Given problem: Transcribe, word for word, the part of the comment thread about Keith Schofield's video below that opens with the words "You're missing the" and closes with "of the album.".

Passage to read:
## START

The endless visual references around us redirect, join, blow and improve the spontaneus creations in our minds.

To me, the video is mediocre.

Schofield should have told William Hundley, because his appropiation is just an accurate copy, not inspirational.

I copy and paste photos in my blog, connecting different images without saying where they come from. But I do say they aren't mine.


         
aaron stewart ahn, November 21, 2009 at 2:55:28 PM CET

hey check out this video i found of keith schofield portrayed by a major hollywood star


         
my name is legion, November 21, 2009 at 3:08:17 PM CET

@asa: " everyone here who's casting stones has never downloaded an album,... quoted lines of dialogue from a movie... "

what kind of fallacy is this? it's beyond hilarious


         
macguffin, November 21, 2009 at 4:46:38 PM CET

^^^^ agreed. congratulations asa that may be the dumbest comment I've ever read on antville


         
aaron stewart ahn, November 21, 2009 at 6:13:37 PM CET

so personal private selfish entitlement is justification for repurposing cultural artifacts that can now be exchanged and replicated in ways never before conceived, but anyone else who does so creatively is a parasite? are hip hop artists parasites for sampling rock songs in ways the songwriters never intended? this whole debate is already dead, settled by what's been made possible.


         
macguffin, November 21, 2009 at 6:32:53 PM CET

You're missing the point.

When hip hop artist sample a song they pay the original artist royalties and put their names as credit in the liner notes of the album.

I'm not hating on Keith because it's only a crime if you get caught. But what he did is essentially the same as finding a great demo song by an unsigned/unknown band. Re-recording it in a professional studio with a much higher production value. Then putting out the song as if he created it completely himself.

I realize the mediums of photography and video are different but in this case I don't think enough is added to justify that argument.


         
my name is legion, November 21, 2009 at 6:54:49 PM CET

@asa: cultural appropriation and repurposing cultural artifacts is me trying to grow a black man's dick (i'm caucasian ) or me knotting my hair in dreadlocks. first and foremost it's borrowing, and not stealing in some cases, giving them a whole new meaning (marcel duchamp? now, going back to this schofield guy, what culture does he borrow from, this time? and what new context does he put the photos into? besides, its not like he had to aknowledge the countless individuals that shape a culture, but a bunch of lesser known artists whom he's stolen from. what if instead of photos, it would've been shoes? or dresses? would you then tell schofield to stop parading them around?

and yeah, even good ole dre had to pay royalties


         
birds.on.fire, November 21, 2009 at 7:18:56 PM CET

Photobucket


         
budget, November 21, 2009 at 9:23:57 PM CET

Keith Schofield = Girl Talk?

## END

Source excerpt:

## START

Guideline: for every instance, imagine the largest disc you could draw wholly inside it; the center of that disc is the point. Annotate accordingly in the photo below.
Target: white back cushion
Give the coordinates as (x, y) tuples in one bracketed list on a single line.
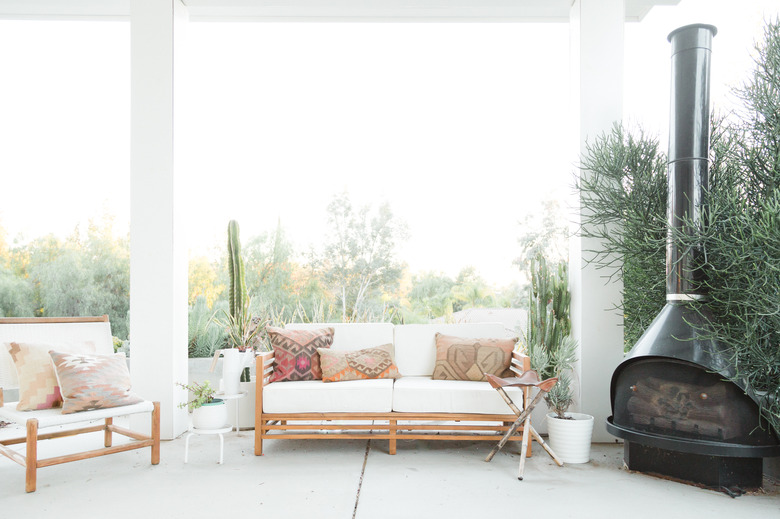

## END

Answer in full:
You're missing the point.

When hip hop artist sample a song they pay the original artist royalties and put their names as credit in the liner notes of the album.